→ Exercise brief
Look for "Would you mind marking the payphone" in the records below, then copy that line and every line after it, exactly and with nothing added.

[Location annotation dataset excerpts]
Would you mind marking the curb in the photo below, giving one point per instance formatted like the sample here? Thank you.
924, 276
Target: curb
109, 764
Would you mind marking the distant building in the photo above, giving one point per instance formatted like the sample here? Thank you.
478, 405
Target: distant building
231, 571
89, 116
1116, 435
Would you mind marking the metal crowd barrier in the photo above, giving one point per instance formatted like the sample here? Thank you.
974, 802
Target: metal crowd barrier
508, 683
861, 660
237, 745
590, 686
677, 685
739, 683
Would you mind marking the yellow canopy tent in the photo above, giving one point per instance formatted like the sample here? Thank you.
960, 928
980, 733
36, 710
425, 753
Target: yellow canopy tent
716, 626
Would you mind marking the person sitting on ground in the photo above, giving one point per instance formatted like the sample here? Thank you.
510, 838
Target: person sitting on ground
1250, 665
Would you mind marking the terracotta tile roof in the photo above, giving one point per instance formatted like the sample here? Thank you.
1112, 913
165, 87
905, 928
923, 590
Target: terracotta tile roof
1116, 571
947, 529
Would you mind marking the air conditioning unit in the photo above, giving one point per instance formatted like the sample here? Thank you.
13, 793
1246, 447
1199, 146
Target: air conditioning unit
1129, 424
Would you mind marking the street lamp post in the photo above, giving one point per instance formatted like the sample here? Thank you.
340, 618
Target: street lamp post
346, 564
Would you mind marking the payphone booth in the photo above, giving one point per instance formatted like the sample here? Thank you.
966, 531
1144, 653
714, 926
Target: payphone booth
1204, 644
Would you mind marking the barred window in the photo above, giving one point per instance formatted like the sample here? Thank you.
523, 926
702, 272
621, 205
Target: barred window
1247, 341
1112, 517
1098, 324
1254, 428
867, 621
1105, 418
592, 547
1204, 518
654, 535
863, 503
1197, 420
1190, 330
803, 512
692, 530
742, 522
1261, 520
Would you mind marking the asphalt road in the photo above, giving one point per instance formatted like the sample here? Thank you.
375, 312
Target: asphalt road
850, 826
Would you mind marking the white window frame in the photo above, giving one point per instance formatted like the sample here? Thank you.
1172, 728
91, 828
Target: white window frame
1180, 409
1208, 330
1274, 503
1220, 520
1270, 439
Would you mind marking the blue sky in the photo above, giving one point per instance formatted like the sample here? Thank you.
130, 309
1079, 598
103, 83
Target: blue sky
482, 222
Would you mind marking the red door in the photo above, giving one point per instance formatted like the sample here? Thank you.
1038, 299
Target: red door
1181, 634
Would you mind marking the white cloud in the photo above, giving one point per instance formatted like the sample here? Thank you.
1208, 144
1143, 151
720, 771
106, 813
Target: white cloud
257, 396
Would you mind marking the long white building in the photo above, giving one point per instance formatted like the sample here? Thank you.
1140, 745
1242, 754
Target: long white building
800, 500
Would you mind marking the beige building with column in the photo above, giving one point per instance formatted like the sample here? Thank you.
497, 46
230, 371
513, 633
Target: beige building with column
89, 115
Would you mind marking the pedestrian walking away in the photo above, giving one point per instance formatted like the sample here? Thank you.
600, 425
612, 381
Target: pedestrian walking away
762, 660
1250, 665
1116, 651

→ Solution to this problem
Would you mind marking the payphone booth in the photo above, giving one point per instance formatted like the sample here? Thank you.
966, 531
1144, 653
714, 926
Target: payphone booth
1204, 644
Would you mind marking the barred window in the photo above, giving one point per instance formatted like the sample here? Thank you.
523, 926
702, 272
621, 205
Target: barred window
1247, 341
1112, 517
1098, 324
1254, 428
867, 621
1105, 418
592, 547
1204, 518
654, 535
863, 503
1197, 420
1190, 330
803, 512
692, 530
742, 522
1261, 520
Would you mind marking the asphalt road in the photo above, giving one point per instance formatted like the sample here? Thank you.
375, 312
Target: asphalt road
850, 826
Would you mind marking the white window frame in the photo above, giving one point per instance formatted like the sample here? Thank you.
1172, 728
91, 828
Target: white window frame
1180, 409
1208, 330
1274, 503
1220, 520
1270, 439
Would you mind marking the blue sky in the photo above, giving one point per instance formatted like the sample here? Thank you.
130, 309
1079, 598
103, 83
Target: blue sky
482, 222
Would you mind marking the red door in the photo above, giving one point per instance formatted like the sample here? Thank you.
1038, 299
Target: red door
1181, 634
Would you mind marking the white cloud in the photo above, giving one point per instance formatted like the sample here? Thank you.
1208, 144
1143, 151
720, 771
106, 813
Target: white cloud
257, 396
Would you mind marking the long white building in the photo above, giving one point per instance formatted like the sample here? Thank you.
1140, 745
1242, 754
Target: long white building
800, 500
Would you mind marking the beige building with column in the photo above, giving one point per instance formatted like the sample here? Thank you.
497, 46
230, 371
513, 633
Target: beige building with column
89, 115
Would you mind marking the pedestrian walking away in the photo above, giving one point per instance formatted like the sample here? Thank you.
600, 425
612, 381
Target: pedestrian walking away
762, 660
1250, 665
1116, 651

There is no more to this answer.